BEGIN
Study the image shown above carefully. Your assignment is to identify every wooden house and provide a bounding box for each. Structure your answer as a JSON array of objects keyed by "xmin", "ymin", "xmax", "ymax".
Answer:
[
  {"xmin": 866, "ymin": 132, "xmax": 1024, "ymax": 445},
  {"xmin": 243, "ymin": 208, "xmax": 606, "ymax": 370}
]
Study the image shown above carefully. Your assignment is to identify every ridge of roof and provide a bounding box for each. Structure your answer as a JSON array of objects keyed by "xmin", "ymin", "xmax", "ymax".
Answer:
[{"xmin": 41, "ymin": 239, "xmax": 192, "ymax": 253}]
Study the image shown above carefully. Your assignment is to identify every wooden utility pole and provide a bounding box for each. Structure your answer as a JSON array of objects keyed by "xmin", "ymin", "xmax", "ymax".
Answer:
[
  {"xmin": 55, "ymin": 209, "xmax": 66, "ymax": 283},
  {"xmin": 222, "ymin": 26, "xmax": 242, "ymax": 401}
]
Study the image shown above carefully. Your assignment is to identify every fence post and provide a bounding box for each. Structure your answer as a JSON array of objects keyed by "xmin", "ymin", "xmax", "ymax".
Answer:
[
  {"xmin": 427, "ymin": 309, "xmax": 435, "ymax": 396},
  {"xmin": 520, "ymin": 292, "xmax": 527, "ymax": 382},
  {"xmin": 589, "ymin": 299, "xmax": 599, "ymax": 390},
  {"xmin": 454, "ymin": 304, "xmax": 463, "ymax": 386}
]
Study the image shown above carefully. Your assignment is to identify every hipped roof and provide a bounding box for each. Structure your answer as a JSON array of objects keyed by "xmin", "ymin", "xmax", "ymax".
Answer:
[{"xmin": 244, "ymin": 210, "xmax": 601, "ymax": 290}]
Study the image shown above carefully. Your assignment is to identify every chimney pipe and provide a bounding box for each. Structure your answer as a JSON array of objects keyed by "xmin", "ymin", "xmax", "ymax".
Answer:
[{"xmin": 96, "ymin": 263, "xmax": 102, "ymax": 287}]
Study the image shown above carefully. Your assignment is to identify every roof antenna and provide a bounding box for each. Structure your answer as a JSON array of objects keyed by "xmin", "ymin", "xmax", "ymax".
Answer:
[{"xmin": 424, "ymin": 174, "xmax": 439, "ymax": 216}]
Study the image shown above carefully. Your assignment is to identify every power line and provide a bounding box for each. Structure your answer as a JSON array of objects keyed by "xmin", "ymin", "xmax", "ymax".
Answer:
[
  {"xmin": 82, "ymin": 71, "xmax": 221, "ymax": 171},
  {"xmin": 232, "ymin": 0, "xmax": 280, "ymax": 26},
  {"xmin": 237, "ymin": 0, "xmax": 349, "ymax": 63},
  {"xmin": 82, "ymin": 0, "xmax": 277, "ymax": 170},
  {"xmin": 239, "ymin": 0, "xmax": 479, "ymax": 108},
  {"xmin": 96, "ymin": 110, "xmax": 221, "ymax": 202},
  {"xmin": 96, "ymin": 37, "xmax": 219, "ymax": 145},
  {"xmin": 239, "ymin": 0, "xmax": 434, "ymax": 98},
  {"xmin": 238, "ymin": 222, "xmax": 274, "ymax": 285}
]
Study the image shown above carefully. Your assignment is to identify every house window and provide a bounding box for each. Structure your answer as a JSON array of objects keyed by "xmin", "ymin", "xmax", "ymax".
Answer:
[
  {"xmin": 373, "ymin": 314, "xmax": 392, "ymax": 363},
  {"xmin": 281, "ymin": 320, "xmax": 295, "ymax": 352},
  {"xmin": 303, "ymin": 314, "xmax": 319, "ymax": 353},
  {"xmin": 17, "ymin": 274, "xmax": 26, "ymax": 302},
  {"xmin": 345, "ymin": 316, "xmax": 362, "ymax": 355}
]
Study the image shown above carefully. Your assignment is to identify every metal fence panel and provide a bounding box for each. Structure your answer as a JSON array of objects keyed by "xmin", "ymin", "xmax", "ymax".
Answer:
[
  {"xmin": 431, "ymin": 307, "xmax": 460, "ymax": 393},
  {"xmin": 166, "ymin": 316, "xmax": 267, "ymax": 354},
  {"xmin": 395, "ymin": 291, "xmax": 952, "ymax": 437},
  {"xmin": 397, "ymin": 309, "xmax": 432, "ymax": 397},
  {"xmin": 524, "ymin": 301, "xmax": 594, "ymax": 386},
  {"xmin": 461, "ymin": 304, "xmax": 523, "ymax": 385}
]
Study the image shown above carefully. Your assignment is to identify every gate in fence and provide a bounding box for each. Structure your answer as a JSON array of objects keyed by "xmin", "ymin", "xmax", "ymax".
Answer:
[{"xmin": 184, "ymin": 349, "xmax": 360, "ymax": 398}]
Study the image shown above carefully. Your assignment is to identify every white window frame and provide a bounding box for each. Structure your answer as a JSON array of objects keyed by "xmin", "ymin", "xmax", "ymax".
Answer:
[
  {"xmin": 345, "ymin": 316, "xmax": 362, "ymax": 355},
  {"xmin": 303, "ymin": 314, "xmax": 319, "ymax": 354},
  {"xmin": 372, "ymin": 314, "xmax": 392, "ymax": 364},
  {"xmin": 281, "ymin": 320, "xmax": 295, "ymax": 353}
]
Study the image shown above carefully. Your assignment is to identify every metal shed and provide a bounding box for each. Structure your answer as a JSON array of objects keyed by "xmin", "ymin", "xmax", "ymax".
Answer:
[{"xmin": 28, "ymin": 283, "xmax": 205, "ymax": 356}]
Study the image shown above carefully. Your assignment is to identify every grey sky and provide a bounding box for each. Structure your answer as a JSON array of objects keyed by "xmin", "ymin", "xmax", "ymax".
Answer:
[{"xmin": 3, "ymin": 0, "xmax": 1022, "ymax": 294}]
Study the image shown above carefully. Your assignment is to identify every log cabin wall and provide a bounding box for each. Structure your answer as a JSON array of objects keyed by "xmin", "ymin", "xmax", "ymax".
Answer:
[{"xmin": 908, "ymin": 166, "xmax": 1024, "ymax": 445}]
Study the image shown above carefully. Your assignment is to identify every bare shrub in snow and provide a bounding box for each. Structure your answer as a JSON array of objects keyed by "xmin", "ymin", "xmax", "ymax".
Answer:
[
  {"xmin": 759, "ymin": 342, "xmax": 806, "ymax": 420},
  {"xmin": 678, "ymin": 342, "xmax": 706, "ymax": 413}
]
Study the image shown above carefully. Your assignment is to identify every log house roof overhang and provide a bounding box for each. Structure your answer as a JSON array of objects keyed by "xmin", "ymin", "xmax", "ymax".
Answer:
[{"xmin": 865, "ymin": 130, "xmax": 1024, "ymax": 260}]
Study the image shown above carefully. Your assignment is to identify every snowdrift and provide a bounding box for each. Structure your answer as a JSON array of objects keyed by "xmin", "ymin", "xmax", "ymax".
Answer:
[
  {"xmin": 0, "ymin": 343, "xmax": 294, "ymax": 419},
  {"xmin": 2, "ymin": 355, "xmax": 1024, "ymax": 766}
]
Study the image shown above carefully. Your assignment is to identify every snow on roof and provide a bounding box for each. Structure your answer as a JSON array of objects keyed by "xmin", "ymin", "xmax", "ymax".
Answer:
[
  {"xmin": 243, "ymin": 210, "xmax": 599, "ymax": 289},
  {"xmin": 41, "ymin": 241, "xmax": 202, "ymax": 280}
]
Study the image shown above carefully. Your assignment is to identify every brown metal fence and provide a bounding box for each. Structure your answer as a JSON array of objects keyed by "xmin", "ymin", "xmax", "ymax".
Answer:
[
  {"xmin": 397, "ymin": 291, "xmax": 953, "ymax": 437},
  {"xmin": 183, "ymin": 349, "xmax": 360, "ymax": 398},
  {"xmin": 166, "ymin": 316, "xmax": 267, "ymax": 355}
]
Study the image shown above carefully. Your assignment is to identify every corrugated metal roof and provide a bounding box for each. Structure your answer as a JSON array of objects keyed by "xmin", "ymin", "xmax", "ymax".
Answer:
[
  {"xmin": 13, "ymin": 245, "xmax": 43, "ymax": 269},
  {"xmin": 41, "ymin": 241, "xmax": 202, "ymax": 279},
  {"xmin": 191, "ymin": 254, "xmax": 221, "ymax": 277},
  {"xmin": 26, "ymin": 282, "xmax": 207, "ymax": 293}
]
END
**WORK REQUIRED:** The range runs from the line above containing "identify every roof" to the line containing "identify every power", inclusive. Restate those lines word for word and no others.

**SOLUTION BELOW:**
Study the image shown above carefully. Your assignment is to identify every roof antenna and provide a bounding box for each. Structure your answer as a JSON array of objects keyed by "xmin", "ymin", "xmax", "ymax".
Answer:
[{"xmin": 424, "ymin": 174, "xmax": 439, "ymax": 216}]
Study the image shown above carefully. Your assignment is to identify every power line and provide a bounding box for each. Structure your answer as a JSON array of objects keyed by "xmin", "ymin", "xmax", "ymax".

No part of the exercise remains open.